# Records shown:
*-*-*
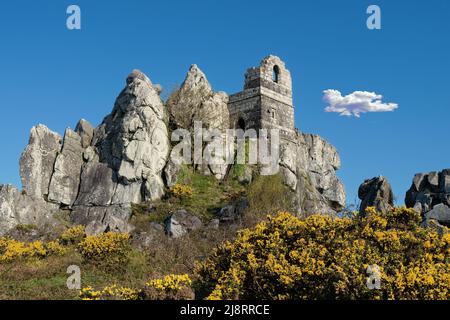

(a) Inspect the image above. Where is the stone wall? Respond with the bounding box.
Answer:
[228,56,294,138]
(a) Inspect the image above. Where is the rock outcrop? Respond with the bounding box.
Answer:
[167,64,230,130]
[405,169,450,228]
[20,124,61,200]
[165,210,202,238]
[0,185,58,235]
[0,70,170,234]
[0,58,345,237]
[280,132,345,216]
[358,176,394,214]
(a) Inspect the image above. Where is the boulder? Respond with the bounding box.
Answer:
[279,132,346,216]
[70,205,133,235]
[405,169,450,214]
[133,222,165,250]
[358,176,394,214]
[20,124,61,200]
[164,152,183,188]
[75,119,94,149]
[92,70,170,204]
[167,64,230,130]
[218,198,249,223]
[48,129,84,207]
[165,210,202,238]
[425,203,450,226]
[0,185,58,236]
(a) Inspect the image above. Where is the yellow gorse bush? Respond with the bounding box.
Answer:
[195,208,450,299]
[79,285,142,300]
[145,274,192,291]
[0,237,67,262]
[170,183,193,198]
[78,232,131,264]
[144,274,195,300]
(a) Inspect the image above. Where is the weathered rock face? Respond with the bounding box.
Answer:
[0,58,348,237]
[167,64,230,130]
[219,198,249,223]
[48,129,84,207]
[165,210,202,238]
[280,133,345,215]
[405,169,450,213]
[20,124,61,199]
[0,185,58,236]
[72,70,170,233]
[75,119,94,149]
[405,169,450,231]
[0,70,170,234]
[93,70,170,204]
[358,176,394,214]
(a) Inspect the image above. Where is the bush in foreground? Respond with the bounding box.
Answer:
[196,208,450,299]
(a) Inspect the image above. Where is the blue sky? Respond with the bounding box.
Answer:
[0,0,450,204]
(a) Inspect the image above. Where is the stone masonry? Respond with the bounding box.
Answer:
[228,55,295,139]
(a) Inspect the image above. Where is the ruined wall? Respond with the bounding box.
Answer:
[228,56,294,138]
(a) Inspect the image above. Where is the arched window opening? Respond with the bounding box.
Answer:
[238,118,245,130]
[272,66,280,83]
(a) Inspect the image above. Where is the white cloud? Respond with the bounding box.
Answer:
[323,89,398,118]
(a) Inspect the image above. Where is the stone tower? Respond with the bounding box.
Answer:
*-*-*
# Request:
Copy every line of the data above word for word, leaving out the pictures.

# The completed task:
(a) Inspect the image above. Where is the stone wall? Respond with the bounding box.
Answer:
[228,56,294,138]
(a) Inspect the image above. Where is the rock outcrop? Respond with the bounding box.
Answer:
[167,64,230,130]
[405,169,450,228]
[20,124,61,200]
[165,210,202,238]
[0,185,58,235]
[0,70,170,234]
[0,58,345,237]
[280,132,345,216]
[358,176,394,214]
(a) Inspect the image above. Where is the boulder? Respond with the bounding box.
Answer:
[279,132,346,216]
[70,205,133,235]
[405,169,450,214]
[133,222,165,250]
[358,176,394,214]
[20,124,61,200]
[164,152,183,188]
[75,119,94,149]
[92,70,170,204]
[167,64,230,130]
[218,198,249,223]
[48,129,84,207]
[165,210,202,238]
[425,203,450,226]
[0,185,58,236]
(a) Inspect the image above. Where is the yellow gorse bush? Respond with the bounding box.
Answer:
[195,208,450,299]
[79,285,142,300]
[145,274,192,291]
[0,237,67,262]
[170,183,193,198]
[78,232,131,264]
[144,274,195,300]
(a) Inspect the image above. Where is the weathered rock face? Respond with the bounding box.
Answer:
[0,58,348,237]
[167,64,230,130]
[219,198,249,223]
[48,129,84,207]
[165,210,202,238]
[280,133,345,215]
[405,169,450,213]
[20,124,61,199]
[0,185,58,236]
[72,70,170,233]
[75,119,94,149]
[405,169,450,231]
[0,70,170,234]
[93,70,170,204]
[358,176,394,214]
(a) Inspect the image above. Where is the bush in foreground? Respond with the bounding box.
Answer:
[196,208,450,299]
(a) Inspect the image above. Where is the blue sky? Respond with the bounding box.
Answer:
[0,0,450,204]
(a) Inspect the image above. Where is the stone masonry? Respond with the bounding box.
Answer:
[228,55,295,139]
(a) Inspect the image above. Where is the ruined wall? Respond with the bounding box.
Answer:
[228,56,294,138]
(a) Inspect the image above. Where is the arched window opening? Respond with the bounding box.
Answer:
[238,118,245,130]
[272,66,280,83]
(a) Inspect the image above. Where is the white cloud? Respond with the bounding box.
Answer:
[323,89,398,118]
(a) Inspect the image above. Where is the stone tower? Respond with the bounding box.
Answer:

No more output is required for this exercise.